> _THE PROBLEM_
Copy the data below word for word, leaving out the pictures.
— Start of RECORDS PROVIDED —
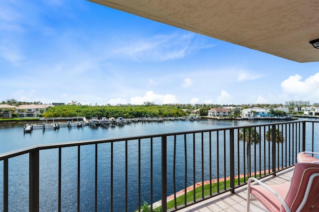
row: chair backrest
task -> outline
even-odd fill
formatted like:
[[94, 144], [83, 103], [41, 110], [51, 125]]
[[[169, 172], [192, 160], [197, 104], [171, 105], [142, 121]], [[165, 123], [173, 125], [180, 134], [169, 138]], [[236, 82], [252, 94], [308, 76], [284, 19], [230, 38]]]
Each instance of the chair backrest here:
[[291, 183], [285, 202], [292, 212], [319, 211], [319, 163], [296, 164]]

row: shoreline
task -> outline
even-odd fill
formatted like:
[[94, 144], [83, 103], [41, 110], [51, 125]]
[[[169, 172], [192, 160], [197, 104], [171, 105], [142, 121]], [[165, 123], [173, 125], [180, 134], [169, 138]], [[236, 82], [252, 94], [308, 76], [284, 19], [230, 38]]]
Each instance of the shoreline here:
[[[289, 167], [286, 167], [286, 168], [288, 168]], [[281, 170], [280, 171], [282, 171], [283, 169], [283, 167], [281, 167]], [[276, 168], [276, 171], [278, 171], [279, 169], [278, 168]], [[266, 173], [269, 174], [269, 175], [271, 175], [271, 174], [270, 174], [271, 172], [272, 172], [272, 169], [269, 169], [267, 170], [266, 170], [266, 171], [265, 170], [263, 170], [263, 171], [261, 171], [260, 172], [258, 171], [256, 172], [256, 174], [261, 174], [261, 175], [263, 175], [263, 174], [265, 174], [265, 173]], [[258, 173], [257, 173], [258, 172]], [[252, 172], [250, 173], [250, 176], [253, 176], [255, 175], [255, 173], [254, 172]], [[246, 174], [245, 175], [245, 177], [247, 177], [247, 179], [248, 180], [248, 178], [249, 178], [250, 177], [249, 177], [248, 174]], [[243, 178], [244, 177], [244, 175], [243, 174], [242, 174], [240, 175], [236, 175], [235, 176], [235, 179], [239, 179], [239, 178]], [[211, 181], [211, 184], [212, 184], [213, 183], [216, 183], [217, 182], [224, 182], [225, 181], [225, 178], [219, 178], [218, 179], [212, 179], [211, 180], [207, 180], [206, 181], [204, 181], [204, 185], [209, 185], [210, 183], [210, 181]], [[226, 177], [226, 181], [228, 181], [228, 180], [230, 180], [230, 177]], [[198, 182], [196, 183], [195, 184], [195, 189], [197, 189], [198, 187], [200, 187], [202, 186], [202, 182]], [[176, 194], [173, 194], [171, 195], [169, 195], [169, 196], [168, 196], [166, 199], [166, 203], [168, 203], [169, 202], [170, 202], [172, 200], [174, 200], [174, 198], [175, 197], [175, 195], [176, 195], [176, 198], [177, 199], [177, 198], [180, 197], [181, 196], [184, 195], [185, 193], [187, 193], [191, 191], [193, 191], [194, 190], [194, 185], [192, 185], [191, 186], [188, 186], [187, 188], [186, 188], [186, 192], [185, 192], [185, 189], [182, 189], [177, 192], [176, 193]], [[155, 202], [155, 203], [153, 204], [153, 209], [159, 207], [160, 206], [161, 206], [161, 200], [159, 200], [158, 202]]]

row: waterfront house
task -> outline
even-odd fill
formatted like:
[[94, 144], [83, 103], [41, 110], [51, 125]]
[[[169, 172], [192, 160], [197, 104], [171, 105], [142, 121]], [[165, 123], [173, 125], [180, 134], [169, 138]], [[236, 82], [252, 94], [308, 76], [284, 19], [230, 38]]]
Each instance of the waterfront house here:
[[16, 108], [19, 117], [36, 117], [46, 111], [53, 105], [22, 105]]
[[0, 105], [0, 118], [11, 118], [12, 113], [15, 111], [16, 106], [9, 105]]
[[232, 110], [228, 108], [212, 108], [208, 112], [208, 116], [227, 117], [232, 114]]
[[241, 111], [242, 117], [252, 117], [255, 116], [267, 116], [269, 115], [269, 110], [260, 108], [248, 108]]
[[274, 110], [283, 111], [286, 112], [286, 115], [288, 115], [289, 113], [289, 108], [288, 107], [276, 107], [274, 108]]
[[190, 114], [193, 114], [194, 115], [199, 115], [199, 109], [194, 109], [193, 110], [191, 110], [190, 111]]

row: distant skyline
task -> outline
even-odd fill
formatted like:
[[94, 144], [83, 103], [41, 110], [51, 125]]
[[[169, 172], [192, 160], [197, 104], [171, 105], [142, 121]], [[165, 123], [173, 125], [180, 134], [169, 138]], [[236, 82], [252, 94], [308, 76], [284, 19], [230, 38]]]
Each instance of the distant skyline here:
[[0, 2], [1, 101], [312, 105], [319, 65], [87, 0]]

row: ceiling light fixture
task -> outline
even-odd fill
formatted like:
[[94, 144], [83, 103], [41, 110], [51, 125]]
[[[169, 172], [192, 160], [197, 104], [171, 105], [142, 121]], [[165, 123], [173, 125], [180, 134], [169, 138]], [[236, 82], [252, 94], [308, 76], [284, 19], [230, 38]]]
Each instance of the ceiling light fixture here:
[[311, 41], [310, 41], [309, 43], [310, 43], [311, 44], [313, 44], [314, 47], [316, 49], [319, 49], [319, 39], [312, 40]]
— End of RECORDS PROVIDED —
> _SOLVED PROBLEM_
row: chair backrest
task -> outline
even-odd fill
formatted like:
[[94, 144], [83, 103], [41, 110], [51, 125]]
[[[169, 172], [192, 160], [197, 104], [171, 105], [142, 121]], [[165, 123], [173, 125], [180, 134], [169, 138]], [[236, 82], [252, 94], [308, 76], [284, 19], [230, 38]]]
Each instance of the chair backrest here:
[[291, 183], [285, 202], [292, 212], [319, 211], [319, 163], [296, 164]]

row: shoreline
task -> outline
even-odd fill
formatted like:
[[94, 144], [83, 103], [41, 110], [51, 125]]
[[[169, 172], [192, 160], [197, 104], [171, 105], [142, 121]], [[165, 123], [173, 125], [180, 134], [169, 138]], [[236, 82], [252, 94], [308, 76], [284, 19], [230, 38]]]
Each instance of the shoreline here:
[[[289, 167], [286, 167], [286, 168], [288, 168]], [[281, 170], [280, 171], [282, 171], [283, 169], [283, 167], [281, 167]], [[276, 168], [276, 171], [278, 171], [279, 169], [278, 168]], [[266, 173], [269, 174], [269, 175], [271, 175], [271, 174], [270, 174], [271, 172], [272, 172], [272, 169], [269, 169], [267, 170], [266, 170], [266, 171], [265, 170], [263, 170], [263, 171], [261, 171], [260, 172], [258, 171], [256, 172], [256, 174], [261, 174], [261, 175], [263, 175], [263, 174], [265, 174], [265, 173]], [[258, 173], [257, 173], [258, 172]], [[252, 172], [250, 173], [250, 176], [253, 176], [255, 175], [255, 173], [254, 172]], [[246, 174], [245, 175], [245, 177], [247, 177], [247, 179], [248, 180], [248, 178], [249, 178], [250, 177], [249, 177], [248, 174]], [[243, 178], [244, 177], [244, 175], [243, 174], [242, 174], [240, 175], [236, 175], [235, 176], [235, 179], [239, 179], [239, 178]], [[211, 181], [211, 184], [212, 184], [213, 183], [216, 183], [217, 182], [224, 182], [225, 181], [225, 178], [219, 178], [218, 179], [212, 179], [211, 180], [207, 180], [206, 181], [204, 181], [204, 185], [209, 185], [210, 183], [210, 181]], [[226, 177], [226, 181], [228, 181], [228, 180], [230, 180], [230, 177]], [[198, 182], [196, 183], [195, 184], [195, 189], [197, 189], [198, 187], [200, 187], [202, 186], [202, 182]], [[176, 194], [173, 194], [171, 195], [169, 195], [169, 196], [168, 196], [166, 199], [166, 203], [168, 203], [169, 202], [170, 202], [172, 200], [174, 200], [174, 198], [175, 197], [175, 195], [176, 195], [176, 198], [177, 199], [177, 198], [180, 197], [181, 196], [184, 195], [185, 193], [187, 193], [191, 191], [193, 191], [194, 190], [194, 185], [192, 185], [191, 186], [188, 186], [187, 188], [186, 188], [186, 192], [185, 192], [185, 189], [182, 189], [177, 192], [176, 193]], [[155, 202], [155, 203], [153, 204], [153, 209], [159, 207], [160, 206], [161, 206], [161, 200], [159, 200], [158, 202]]]

row: waterfront house
task -> outline
even-odd fill
formatted like:
[[94, 144], [83, 103], [41, 110], [51, 125]]
[[[169, 172], [192, 160], [197, 104], [171, 105], [142, 121]], [[165, 123], [173, 125], [180, 134], [169, 138]], [[236, 82], [252, 94], [308, 76], [284, 19], [230, 38]]]
Each instance of the waterfront house here:
[[16, 108], [19, 117], [36, 117], [46, 111], [53, 105], [22, 105]]
[[0, 105], [0, 118], [11, 118], [12, 113], [15, 111], [16, 106], [9, 105]]
[[232, 110], [228, 108], [212, 108], [208, 112], [208, 116], [227, 117], [232, 114]]
[[241, 111], [242, 117], [252, 117], [255, 116], [267, 116], [269, 115], [269, 110], [260, 108], [248, 108]]
[[274, 110], [283, 111], [286, 112], [286, 115], [288, 115], [289, 113], [289, 108], [288, 107], [276, 107], [274, 108]]
[[190, 114], [193, 114], [194, 115], [199, 115], [199, 109], [194, 109], [193, 110], [191, 110], [190, 111]]

row: distant skyline
task -> outline
even-odd fill
formatted like:
[[94, 144], [83, 103], [41, 110], [51, 125]]
[[[169, 172], [192, 160], [197, 104], [171, 105], [142, 121]], [[165, 123], [173, 125], [180, 134], [169, 138]], [[236, 82], [252, 94], [308, 76], [284, 19], [230, 38]]]
Each instance of the distant skyline here:
[[0, 2], [1, 101], [312, 105], [319, 65], [87, 0]]

row: ceiling light fixture
task -> outline
even-odd fill
formatted like:
[[94, 144], [83, 103], [41, 110], [51, 125]]
[[[169, 172], [192, 160], [197, 104], [171, 105], [142, 121]], [[165, 123], [173, 125], [180, 134], [169, 138]], [[236, 82], [252, 94], [308, 76], [284, 19], [230, 38]]]
Each instance of the ceiling light fixture here:
[[311, 41], [310, 41], [309, 43], [310, 43], [311, 44], [313, 44], [314, 47], [316, 49], [319, 49], [319, 39], [312, 40]]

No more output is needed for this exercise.